--- YOUR INSTRUCTIONS ---
Show every line of the listing below that contains the string "stadium", with case counting.
---------- RECORDS FOR THE EXERCISE
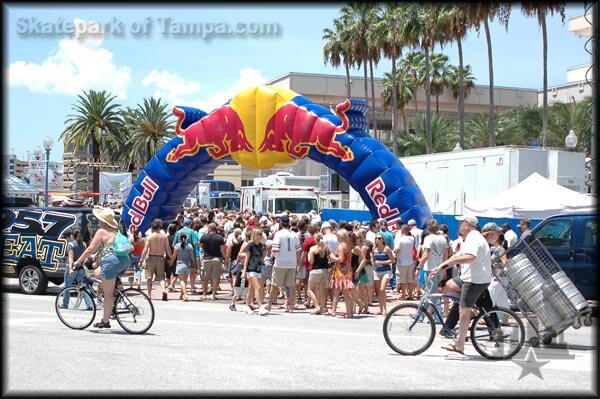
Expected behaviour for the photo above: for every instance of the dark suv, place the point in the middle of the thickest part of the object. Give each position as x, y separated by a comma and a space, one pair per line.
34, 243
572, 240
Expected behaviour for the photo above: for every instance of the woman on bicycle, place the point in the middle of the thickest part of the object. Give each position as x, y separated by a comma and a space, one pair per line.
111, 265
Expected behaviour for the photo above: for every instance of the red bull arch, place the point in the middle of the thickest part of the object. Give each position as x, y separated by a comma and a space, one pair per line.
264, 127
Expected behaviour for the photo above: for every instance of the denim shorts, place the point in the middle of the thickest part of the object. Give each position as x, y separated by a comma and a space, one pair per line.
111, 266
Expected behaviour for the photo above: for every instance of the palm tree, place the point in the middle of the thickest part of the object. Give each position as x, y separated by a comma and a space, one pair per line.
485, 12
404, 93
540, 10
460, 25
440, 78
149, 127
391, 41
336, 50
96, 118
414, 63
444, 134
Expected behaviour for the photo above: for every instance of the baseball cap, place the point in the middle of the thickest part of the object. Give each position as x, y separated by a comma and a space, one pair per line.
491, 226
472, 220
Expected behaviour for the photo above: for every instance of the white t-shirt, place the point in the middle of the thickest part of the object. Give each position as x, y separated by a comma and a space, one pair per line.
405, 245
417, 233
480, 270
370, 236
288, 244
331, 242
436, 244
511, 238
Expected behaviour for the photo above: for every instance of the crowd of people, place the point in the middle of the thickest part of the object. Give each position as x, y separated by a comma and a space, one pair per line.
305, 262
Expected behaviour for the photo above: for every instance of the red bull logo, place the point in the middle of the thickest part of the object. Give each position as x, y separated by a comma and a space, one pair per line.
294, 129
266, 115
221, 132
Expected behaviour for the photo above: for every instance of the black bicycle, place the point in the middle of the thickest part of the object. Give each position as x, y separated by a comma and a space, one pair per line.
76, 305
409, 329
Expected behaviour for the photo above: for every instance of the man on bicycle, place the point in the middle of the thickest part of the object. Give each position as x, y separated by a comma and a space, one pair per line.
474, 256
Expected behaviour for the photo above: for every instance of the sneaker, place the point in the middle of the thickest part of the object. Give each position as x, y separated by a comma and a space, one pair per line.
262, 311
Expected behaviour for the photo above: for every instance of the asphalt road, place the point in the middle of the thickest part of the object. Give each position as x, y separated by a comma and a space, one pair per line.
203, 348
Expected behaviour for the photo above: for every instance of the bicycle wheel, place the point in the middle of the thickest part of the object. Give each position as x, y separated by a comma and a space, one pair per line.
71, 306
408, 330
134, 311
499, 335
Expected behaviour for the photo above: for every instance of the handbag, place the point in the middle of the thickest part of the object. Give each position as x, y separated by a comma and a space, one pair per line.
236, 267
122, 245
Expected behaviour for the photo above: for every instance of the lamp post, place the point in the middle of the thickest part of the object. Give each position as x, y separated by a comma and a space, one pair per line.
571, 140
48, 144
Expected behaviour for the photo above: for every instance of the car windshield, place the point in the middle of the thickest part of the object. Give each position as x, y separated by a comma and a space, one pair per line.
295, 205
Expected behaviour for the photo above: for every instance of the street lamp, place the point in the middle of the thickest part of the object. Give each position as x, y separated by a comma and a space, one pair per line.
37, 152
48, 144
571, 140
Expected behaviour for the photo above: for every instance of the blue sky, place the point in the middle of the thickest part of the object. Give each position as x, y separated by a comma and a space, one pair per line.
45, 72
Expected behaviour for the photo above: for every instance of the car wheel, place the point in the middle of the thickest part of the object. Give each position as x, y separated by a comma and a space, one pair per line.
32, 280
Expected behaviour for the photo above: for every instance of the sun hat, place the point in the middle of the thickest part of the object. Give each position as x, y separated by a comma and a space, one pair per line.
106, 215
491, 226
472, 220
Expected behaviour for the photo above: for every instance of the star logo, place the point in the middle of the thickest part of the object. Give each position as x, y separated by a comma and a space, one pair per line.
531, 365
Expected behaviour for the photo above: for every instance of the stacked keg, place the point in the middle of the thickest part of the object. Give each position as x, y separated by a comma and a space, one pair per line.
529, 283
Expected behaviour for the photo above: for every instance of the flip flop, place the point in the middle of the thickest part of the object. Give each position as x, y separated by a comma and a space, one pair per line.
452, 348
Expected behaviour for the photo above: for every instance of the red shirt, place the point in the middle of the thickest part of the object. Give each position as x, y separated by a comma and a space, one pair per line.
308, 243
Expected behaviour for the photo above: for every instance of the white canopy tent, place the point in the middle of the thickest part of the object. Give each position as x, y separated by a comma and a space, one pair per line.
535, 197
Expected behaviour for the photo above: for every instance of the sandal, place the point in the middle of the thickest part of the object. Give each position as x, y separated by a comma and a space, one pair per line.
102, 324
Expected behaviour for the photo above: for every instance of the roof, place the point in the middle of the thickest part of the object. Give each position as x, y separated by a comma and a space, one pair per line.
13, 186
--------------------
---------- RECORDS FOR THE EXERCISE
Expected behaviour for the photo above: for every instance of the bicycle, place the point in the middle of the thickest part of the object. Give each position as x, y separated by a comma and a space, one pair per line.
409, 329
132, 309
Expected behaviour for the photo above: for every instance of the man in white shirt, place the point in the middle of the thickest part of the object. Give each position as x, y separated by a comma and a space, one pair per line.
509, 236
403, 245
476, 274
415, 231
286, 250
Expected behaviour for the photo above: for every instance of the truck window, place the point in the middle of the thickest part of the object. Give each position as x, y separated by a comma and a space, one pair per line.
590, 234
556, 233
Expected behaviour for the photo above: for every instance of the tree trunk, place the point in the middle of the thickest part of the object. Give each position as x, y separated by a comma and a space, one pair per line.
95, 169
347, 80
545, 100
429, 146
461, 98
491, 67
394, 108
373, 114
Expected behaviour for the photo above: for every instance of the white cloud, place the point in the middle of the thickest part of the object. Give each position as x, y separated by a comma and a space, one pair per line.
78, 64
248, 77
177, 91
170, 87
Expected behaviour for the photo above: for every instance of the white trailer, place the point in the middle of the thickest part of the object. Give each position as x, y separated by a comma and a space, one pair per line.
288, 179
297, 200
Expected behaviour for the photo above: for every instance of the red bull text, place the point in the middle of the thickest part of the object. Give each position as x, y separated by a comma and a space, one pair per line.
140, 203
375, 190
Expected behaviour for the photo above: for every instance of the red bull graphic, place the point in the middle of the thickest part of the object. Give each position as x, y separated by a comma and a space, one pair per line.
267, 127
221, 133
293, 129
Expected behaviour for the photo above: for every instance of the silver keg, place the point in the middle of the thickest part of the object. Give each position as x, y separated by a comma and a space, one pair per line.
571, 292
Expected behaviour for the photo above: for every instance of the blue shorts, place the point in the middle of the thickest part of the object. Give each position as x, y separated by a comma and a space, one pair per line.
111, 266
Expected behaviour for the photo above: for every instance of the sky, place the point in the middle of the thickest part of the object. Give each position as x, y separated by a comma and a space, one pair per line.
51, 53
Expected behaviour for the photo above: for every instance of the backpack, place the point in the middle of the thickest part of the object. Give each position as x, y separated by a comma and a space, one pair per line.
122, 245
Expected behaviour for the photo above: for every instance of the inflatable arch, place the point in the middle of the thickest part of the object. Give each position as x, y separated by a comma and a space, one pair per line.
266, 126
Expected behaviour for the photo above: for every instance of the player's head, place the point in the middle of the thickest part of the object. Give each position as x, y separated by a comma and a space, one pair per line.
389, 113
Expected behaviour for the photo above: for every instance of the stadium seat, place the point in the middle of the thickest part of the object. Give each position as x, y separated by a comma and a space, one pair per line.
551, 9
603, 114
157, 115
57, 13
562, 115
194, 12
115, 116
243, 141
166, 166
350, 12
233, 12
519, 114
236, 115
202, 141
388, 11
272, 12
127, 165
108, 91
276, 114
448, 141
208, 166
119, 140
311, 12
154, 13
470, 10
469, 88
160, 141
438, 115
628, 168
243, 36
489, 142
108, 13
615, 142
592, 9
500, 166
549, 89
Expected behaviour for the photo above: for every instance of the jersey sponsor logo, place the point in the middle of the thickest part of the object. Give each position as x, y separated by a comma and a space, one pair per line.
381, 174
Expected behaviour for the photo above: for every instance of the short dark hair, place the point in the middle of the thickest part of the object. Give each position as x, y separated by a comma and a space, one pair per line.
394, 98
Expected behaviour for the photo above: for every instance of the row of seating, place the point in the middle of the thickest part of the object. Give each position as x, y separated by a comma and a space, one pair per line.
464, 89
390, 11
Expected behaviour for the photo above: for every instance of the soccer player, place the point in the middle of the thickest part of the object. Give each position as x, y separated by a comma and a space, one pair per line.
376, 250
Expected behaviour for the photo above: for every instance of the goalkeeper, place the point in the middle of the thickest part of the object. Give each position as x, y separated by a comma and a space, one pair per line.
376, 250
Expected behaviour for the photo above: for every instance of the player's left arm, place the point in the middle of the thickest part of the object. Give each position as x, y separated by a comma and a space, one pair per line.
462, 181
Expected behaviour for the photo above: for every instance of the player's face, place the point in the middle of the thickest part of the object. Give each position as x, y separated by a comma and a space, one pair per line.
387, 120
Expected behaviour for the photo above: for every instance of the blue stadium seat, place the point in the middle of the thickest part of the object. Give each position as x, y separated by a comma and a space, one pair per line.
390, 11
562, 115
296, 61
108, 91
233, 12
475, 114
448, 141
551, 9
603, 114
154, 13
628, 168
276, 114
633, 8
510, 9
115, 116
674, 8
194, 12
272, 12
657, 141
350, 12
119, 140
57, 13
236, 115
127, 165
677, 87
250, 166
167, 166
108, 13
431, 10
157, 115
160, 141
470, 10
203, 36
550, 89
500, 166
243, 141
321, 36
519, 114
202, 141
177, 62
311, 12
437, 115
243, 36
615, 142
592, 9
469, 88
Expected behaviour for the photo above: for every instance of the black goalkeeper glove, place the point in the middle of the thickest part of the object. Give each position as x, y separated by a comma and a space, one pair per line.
--------------------
--- TASK SOLUTION ---
Expected behaviour for the photo above: for every instance of the stadium seat, place the point in the middle of the thickest part of the object. Give each position as x, y separated by a comma and a space, one pair per line.
Expected behaviour for the photo above: for every instance of the blue stadium seat, place the point in the middle of the thickest part of the object. Give each position as x, y separated by a comma and a space, one pair per line.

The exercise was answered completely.